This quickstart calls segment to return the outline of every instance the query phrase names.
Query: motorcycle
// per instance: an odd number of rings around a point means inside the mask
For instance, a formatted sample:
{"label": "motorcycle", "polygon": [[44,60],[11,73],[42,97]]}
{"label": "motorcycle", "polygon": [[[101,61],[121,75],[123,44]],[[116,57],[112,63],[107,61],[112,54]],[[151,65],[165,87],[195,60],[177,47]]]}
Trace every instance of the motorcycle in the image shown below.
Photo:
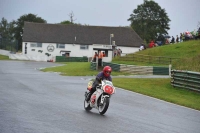
{"label": "motorcycle", "polygon": [[[93,81],[88,82],[88,90],[91,90]],[[84,100],[84,108],[89,111],[92,108],[98,109],[99,113],[103,115],[106,113],[111,95],[116,92],[115,87],[113,86],[111,81],[102,80],[101,84],[96,87],[96,91],[90,97],[90,100],[87,102]],[[88,92],[85,92],[85,99],[88,96]]]}

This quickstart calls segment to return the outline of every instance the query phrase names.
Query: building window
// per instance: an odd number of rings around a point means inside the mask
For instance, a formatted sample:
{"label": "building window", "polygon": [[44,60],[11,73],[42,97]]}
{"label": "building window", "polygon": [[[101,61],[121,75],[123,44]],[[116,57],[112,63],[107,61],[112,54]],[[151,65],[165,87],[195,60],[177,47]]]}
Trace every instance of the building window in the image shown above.
{"label": "building window", "polygon": [[80,45],[80,49],[88,49],[89,45]]}
{"label": "building window", "polygon": [[31,47],[42,47],[42,43],[31,43]]}
{"label": "building window", "polygon": [[56,48],[65,48],[65,44],[56,44]]}

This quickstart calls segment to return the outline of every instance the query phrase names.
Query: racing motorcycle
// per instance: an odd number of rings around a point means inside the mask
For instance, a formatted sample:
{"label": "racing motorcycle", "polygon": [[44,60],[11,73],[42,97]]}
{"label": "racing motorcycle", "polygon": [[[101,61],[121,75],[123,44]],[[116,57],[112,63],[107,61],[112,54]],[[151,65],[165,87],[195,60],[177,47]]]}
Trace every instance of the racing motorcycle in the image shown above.
{"label": "racing motorcycle", "polygon": [[[91,90],[93,81],[88,82],[88,90]],[[87,102],[84,100],[84,108],[89,111],[92,108],[98,109],[99,113],[103,115],[109,106],[111,95],[114,94],[115,87],[111,81],[102,80],[101,84],[96,87],[96,91],[90,97],[90,100]],[[88,96],[88,92],[85,92],[85,99]]]}

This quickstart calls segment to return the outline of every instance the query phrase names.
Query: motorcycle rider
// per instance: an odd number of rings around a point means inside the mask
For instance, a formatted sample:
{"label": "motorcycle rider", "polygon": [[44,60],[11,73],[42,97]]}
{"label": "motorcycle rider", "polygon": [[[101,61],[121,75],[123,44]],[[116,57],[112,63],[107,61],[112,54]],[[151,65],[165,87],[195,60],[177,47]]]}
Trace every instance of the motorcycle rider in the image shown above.
{"label": "motorcycle rider", "polygon": [[86,97],[86,101],[88,102],[90,100],[90,97],[92,96],[92,94],[96,91],[96,87],[101,84],[101,81],[106,79],[112,82],[112,78],[110,76],[112,72],[112,68],[110,66],[105,66],[103,68],[103,71],[99,72],[96,76],[95,81],[92,84],[92,88],[91,90],[89,90],[89,94]]}

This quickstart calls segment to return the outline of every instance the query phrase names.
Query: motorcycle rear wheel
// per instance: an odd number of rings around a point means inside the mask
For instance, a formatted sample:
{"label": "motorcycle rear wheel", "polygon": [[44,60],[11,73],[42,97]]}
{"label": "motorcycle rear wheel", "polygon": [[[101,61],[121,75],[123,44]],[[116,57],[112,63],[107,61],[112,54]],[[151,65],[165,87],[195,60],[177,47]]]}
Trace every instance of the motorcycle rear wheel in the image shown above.
{"label": "motorcycle rear wheel", "polygon": [[87,111],[90,111],[92,109],[92,107],[90,107],[90,101],[87,102],[86,100],[84,100],[84,108]]}
{"label": "motorcycle rear wheel", "polygon": [[107,109],[108,109],[108,106],[109,106],[109,103],[110,103],[110,98],[106,97],[104,99],[104,102],[103,102],[103,105],[102,106],[99,106],[99,113],[101,115],[105,114]]}

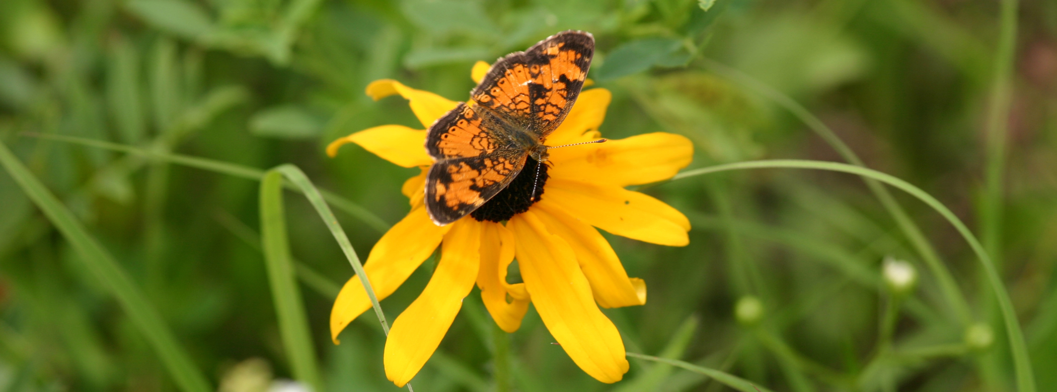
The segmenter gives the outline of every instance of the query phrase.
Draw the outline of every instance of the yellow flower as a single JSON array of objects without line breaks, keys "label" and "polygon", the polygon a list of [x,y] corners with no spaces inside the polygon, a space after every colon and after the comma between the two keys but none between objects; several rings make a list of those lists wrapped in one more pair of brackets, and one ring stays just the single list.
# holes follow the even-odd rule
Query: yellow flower
[{"label": "yellow flower", "polygon": [[[487,69],[487,63],[478,62],[474,80],[479,82]],[[400,94],[426,128],[457,105],[389,79],[372,82],[367,94],[374,99]],[[611,97],[605,89],[581,92],[546,144],[599,138],[597,129]],[[425,130],[386,125],[353,133],[327,148],[334,156],[340,146],[355,143],[396,165],[423,169],[404,183],[411,212],[378,240],[364,267],[381,300],[441,246],[441,260],[426,288],[393,321],[385,348],[386,376],[398,387],[411,380],[437,350],[463,298],[477,283],[488,313],[503,331],[517,331],[532,302],[551,335],[580,369],[602,382],[620,380],[628,371],[624,342],[598,306],[644,304],[646,283],[628,277],[594,227],[655,244],[686,245],[690,229],[686,217],[625,187],[674,175],[690,163],[690,142],[659,132],[554,149],[543,193],[527,211],[511,217],[505,225],[466,216],[437,226],[423,206],[426,169],[433,163],[424,148],[425,138]],[[506,270],[515,258],[524,282],[511,284]],[[331,312],[335,343],[338,333],[369,307],[367,293],[353,277],[341,287]]]}]

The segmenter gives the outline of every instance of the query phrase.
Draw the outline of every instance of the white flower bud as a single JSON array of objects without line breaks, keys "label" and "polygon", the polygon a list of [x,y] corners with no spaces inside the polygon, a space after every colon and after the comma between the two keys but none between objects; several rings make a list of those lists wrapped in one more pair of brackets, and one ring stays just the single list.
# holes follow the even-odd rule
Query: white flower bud
[{"label": "white flower bud", "polygon": [[983,351],[987,350],[995,342],[995,332],[990,325],[978,322],[965,329],[965,346],[969,349]]},{"label": "white flower bud", "polygon": [[917,269],[906,261],[887,257],[882,269],[885,284],[895,294],[910,293],[917,283]]},{"label": "white flower bud", "polygon": [[742,325],[755,325],[763,318],[763,302],[753,296],[741,297],[734,306],[735,318]]}]

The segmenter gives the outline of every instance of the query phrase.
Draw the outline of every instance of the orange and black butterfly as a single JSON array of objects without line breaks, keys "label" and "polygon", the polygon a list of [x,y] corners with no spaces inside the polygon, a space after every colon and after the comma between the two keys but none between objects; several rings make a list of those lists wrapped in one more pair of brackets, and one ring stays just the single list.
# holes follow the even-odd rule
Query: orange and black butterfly
[{"label": "orange and black butterfly", "polygon": [[[429,127],[426,151],[437,162],[426,174],[425,202],[434,223],[443,226],[474,212],[526,162],[538,172],[548,157],[543,142],[580,94],[593,54],[594,37],[577,31],[512,53],[492,66],[469,102]],[[534,188],[530,198],[537,197]]]}]

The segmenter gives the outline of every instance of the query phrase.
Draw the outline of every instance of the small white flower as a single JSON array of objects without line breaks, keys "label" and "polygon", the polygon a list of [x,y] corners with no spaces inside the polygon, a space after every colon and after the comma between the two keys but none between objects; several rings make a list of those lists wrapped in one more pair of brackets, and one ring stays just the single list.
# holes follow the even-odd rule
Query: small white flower
[{"label": "small white flower", "polygon": [[896,294],[909,293],[917,283],[917,269],[910,263],[893,257],[885,258],[883,275],[885,283]]}]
——
◆ **WHAT IS ASKED**: Pull out each line of the listing that contains the word "image". Case counts.

◆ **EXERCISE RESULT**:
Trace every instance of the motorcycle in the image shown below.
Trace every instance of the building window in the image shown above.
Trace every instance of the racing motorcycle in the image shown above.
Trace every instance of the motorcycle rider in the image shown above.
Trace every instance of the motorcycle rear wheel in the image shown above.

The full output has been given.